» AIM:
Print verbatim every line starting at the one that contains "of the beige" and ending at the final line of the records; include both endpoints.

» DATA TO PROCESS:

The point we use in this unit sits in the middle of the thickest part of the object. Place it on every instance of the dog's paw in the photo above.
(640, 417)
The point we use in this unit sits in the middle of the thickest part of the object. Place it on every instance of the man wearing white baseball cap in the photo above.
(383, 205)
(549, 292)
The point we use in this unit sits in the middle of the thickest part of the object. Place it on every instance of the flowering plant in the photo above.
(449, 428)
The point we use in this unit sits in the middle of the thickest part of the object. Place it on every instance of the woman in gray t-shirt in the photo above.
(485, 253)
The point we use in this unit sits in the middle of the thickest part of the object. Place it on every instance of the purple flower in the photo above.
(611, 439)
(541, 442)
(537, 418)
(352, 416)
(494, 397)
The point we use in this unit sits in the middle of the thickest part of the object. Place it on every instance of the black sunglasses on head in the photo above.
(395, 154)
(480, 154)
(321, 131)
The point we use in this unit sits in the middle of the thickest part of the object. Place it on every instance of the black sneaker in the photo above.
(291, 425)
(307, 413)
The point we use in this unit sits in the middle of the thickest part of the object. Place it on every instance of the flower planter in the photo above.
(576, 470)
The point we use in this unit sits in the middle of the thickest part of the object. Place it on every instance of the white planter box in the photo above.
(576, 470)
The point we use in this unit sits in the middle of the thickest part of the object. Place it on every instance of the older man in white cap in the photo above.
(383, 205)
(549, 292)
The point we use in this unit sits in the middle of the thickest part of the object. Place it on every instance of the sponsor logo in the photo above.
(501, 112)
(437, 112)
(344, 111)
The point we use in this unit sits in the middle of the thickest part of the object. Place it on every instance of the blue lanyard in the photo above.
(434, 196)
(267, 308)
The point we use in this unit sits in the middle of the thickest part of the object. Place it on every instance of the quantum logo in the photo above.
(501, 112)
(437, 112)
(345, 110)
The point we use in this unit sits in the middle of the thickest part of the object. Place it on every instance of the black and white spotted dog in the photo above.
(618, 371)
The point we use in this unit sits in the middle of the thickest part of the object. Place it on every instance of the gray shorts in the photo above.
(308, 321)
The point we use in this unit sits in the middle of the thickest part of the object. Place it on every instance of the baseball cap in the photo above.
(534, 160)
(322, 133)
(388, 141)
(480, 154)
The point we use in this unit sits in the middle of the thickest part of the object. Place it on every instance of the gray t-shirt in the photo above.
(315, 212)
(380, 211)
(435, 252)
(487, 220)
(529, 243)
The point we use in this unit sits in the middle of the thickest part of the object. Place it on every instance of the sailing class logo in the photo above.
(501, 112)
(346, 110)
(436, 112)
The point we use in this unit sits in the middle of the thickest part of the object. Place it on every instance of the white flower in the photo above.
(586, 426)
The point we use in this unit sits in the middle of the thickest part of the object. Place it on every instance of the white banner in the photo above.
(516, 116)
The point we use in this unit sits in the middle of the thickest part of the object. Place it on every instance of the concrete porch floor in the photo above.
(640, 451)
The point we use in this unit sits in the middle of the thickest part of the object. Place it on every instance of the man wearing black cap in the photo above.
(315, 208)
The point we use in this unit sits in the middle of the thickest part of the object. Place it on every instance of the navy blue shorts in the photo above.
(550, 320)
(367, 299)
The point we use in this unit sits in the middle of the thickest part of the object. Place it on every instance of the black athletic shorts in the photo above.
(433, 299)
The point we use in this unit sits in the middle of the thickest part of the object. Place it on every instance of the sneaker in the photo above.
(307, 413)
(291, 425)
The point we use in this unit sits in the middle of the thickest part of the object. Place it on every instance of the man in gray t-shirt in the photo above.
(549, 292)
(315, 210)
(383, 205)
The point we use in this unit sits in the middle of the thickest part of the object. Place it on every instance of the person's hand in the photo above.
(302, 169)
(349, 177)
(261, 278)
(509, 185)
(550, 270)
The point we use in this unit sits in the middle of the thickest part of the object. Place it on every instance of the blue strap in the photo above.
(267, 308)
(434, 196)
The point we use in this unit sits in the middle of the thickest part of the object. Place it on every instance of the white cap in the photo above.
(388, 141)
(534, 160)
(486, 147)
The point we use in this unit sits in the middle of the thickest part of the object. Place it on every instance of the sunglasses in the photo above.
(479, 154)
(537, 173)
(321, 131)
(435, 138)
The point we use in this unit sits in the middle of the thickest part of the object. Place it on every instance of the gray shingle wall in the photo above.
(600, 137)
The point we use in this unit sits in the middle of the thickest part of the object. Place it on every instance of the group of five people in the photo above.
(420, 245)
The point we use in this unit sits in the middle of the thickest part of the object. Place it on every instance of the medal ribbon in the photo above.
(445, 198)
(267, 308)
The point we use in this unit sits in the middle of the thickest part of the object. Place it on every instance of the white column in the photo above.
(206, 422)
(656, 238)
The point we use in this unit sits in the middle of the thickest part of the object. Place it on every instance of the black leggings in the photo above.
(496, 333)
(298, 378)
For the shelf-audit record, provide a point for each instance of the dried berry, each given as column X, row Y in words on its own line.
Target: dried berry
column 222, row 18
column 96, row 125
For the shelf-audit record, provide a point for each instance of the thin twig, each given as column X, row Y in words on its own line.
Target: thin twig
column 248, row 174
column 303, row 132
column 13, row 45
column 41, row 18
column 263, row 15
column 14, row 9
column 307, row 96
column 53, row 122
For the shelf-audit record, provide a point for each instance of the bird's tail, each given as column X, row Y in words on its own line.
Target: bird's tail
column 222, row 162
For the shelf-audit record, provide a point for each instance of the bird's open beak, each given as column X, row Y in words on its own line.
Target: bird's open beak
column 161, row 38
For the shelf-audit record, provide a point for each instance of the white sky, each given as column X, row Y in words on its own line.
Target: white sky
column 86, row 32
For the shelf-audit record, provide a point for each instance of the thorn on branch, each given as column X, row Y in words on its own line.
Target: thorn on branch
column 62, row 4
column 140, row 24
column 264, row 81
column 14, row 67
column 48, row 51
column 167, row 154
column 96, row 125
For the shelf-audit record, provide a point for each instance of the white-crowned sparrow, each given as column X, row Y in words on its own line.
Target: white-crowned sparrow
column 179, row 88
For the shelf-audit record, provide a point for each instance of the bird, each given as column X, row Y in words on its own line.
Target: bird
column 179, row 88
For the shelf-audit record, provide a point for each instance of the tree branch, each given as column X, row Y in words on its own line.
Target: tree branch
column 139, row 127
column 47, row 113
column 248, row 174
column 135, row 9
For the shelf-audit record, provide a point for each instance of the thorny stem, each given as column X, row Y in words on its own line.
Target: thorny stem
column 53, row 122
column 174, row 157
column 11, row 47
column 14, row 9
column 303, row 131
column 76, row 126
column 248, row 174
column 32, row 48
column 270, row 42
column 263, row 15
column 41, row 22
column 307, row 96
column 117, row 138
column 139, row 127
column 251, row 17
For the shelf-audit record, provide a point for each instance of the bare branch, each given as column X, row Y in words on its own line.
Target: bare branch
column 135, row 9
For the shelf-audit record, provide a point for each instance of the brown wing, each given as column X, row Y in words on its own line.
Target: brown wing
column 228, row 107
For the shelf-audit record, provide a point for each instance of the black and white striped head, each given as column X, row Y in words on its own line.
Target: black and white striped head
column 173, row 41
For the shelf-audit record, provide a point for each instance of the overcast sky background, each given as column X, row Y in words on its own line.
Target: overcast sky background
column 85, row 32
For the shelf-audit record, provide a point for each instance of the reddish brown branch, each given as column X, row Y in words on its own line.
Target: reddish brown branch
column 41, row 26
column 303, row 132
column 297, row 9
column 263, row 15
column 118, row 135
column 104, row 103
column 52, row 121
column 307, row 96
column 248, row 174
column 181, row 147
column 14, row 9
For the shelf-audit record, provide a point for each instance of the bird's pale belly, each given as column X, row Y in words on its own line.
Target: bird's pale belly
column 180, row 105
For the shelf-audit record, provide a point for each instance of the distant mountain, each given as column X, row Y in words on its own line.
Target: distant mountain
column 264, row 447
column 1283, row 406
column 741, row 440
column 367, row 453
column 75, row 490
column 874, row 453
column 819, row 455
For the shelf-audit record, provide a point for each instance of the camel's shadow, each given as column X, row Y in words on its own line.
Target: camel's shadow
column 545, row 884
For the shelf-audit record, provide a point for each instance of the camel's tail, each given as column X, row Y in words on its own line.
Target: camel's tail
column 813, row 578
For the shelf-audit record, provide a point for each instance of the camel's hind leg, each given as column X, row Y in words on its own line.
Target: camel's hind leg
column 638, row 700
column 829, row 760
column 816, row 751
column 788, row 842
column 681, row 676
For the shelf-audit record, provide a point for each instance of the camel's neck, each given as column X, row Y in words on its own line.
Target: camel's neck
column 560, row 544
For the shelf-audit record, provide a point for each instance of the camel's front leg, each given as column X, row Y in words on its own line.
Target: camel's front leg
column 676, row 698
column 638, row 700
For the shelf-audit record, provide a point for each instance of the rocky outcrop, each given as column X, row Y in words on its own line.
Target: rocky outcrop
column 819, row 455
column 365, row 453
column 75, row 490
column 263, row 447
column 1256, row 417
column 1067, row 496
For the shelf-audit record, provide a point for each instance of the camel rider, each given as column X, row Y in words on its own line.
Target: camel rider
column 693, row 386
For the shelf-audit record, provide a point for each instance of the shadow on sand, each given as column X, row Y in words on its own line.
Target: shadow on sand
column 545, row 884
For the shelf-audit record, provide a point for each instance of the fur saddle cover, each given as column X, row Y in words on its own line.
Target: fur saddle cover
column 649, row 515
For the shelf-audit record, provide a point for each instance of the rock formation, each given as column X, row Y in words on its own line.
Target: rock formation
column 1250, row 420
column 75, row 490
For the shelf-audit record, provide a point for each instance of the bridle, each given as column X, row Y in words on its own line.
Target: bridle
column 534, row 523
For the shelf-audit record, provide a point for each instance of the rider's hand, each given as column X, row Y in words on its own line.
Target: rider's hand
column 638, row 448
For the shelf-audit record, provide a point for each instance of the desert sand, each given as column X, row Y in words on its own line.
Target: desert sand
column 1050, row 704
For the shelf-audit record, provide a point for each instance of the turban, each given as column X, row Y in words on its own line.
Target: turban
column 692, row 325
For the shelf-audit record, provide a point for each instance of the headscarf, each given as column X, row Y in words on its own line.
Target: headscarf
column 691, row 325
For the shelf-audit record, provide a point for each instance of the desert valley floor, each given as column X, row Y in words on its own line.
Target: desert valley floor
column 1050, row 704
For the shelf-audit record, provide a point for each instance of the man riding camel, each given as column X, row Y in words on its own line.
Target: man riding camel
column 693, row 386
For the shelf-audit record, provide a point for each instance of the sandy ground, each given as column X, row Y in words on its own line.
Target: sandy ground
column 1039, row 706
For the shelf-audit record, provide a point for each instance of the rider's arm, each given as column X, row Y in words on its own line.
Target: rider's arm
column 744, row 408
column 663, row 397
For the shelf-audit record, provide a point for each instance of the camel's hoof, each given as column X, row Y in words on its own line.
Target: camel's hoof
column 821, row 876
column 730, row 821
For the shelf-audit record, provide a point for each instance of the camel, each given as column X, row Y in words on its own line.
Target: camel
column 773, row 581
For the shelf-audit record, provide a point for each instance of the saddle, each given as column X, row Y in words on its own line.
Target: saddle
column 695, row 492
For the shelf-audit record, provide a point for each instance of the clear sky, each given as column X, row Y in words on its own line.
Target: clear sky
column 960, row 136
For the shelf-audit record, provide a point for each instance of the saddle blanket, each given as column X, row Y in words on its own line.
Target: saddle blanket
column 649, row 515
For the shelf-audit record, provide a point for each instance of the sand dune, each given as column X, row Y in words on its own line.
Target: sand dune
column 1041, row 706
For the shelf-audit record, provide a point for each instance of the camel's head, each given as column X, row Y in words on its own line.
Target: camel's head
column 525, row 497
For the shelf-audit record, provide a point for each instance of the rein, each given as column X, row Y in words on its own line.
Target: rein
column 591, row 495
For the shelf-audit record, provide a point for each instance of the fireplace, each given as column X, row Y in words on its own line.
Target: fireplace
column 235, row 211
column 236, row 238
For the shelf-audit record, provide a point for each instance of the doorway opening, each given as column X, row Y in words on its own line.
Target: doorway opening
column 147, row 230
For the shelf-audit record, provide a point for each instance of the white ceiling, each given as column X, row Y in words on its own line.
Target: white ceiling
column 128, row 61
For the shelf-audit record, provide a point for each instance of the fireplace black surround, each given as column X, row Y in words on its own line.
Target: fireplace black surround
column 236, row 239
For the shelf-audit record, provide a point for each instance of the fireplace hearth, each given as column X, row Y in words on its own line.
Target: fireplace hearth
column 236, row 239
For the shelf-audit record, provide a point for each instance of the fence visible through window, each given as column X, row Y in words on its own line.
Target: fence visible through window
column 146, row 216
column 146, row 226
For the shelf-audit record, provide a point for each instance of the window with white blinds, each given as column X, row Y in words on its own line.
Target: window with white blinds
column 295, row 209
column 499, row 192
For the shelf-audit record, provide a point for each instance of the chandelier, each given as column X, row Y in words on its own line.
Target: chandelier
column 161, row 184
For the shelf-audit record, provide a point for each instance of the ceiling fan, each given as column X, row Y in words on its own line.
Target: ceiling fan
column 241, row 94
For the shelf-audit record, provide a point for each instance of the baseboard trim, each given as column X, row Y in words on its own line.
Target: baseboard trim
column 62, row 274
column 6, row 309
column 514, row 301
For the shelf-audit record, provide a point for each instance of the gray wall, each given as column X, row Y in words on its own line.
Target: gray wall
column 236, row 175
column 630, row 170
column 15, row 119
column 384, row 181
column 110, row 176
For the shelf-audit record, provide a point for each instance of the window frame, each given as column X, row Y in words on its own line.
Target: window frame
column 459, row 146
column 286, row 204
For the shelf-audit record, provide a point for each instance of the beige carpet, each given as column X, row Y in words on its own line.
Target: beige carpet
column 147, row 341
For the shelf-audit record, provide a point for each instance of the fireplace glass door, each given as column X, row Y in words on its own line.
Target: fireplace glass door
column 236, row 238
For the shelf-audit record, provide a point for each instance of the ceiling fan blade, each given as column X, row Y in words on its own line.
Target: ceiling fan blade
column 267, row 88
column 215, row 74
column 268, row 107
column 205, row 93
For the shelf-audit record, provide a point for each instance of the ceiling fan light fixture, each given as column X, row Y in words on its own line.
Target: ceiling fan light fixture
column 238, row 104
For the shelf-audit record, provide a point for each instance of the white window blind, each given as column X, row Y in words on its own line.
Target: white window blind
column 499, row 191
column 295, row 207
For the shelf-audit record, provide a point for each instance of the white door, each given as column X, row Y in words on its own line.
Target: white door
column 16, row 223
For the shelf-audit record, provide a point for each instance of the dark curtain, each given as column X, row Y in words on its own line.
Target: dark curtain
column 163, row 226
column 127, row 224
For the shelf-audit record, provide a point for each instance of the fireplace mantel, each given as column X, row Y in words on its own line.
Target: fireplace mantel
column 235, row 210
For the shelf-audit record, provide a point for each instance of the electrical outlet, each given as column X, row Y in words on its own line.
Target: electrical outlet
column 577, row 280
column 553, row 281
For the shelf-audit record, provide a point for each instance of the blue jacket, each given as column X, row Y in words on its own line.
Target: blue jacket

» RESPONSE FOR THIS EXERCISE:
For the shelf-audit record, provide a point for each instance of the beige carpet, each given as column X, row Y in words on its own line.
Target: beige carpet
column 147, row 341
For the shelf-audit record, provide a point for each instance of the fireplace glass door, each given as column X, row Y in words on its own line.
Target: fireplace glass door
column 236, row 238
For the shelf-audit record, provide a point for each instance of the ceiling fan blade, each given as column X, row Y in words on its own line.
Target: ceiling fan blade
column 267, row 88
column 215, row 74
column 268, row 107
column 205, row 93
For the shelf-audit record, provide a point for each instance of the ceiling fan light fixture, each given as column X, row Y in words on its own line.
Target: ceiling fan light fixture
column 238, row 104
For the shelf-audit record, provide a point for each instance of the white window blind, each given as column X, row Y in words on its own line.
Target: white window blind
column 499, row 191
column 295, row 207
For the shelf-audit record, provide a point for each instance of the white door, each given as column X, row Y in words on its own line.
Target: white door
column 16, row 223
For the shelf-audit record, provide a point for each instance of the dark curtain, each given as column X, row Y in words on its own line.
Target: dark curtain
column 163, row 226
column 127, row 224
For the shelf-audit record, provide a point for each instance of the fireplace mantel, each given as column X, row Y in words on its own line.
Target: fireplace mantel
column 235, row 210
For the shelf-audit record, provide a point for each instance of the electrical outlet, each given as column X, row Y in words on its own line.
Target: electrical outlet
column 577, row 280
column 553, row 281
For the shelf-audit record, provide a point for each instance of the blue jacket, each given as column X, row Y in words on its own line.
Target: blue jacket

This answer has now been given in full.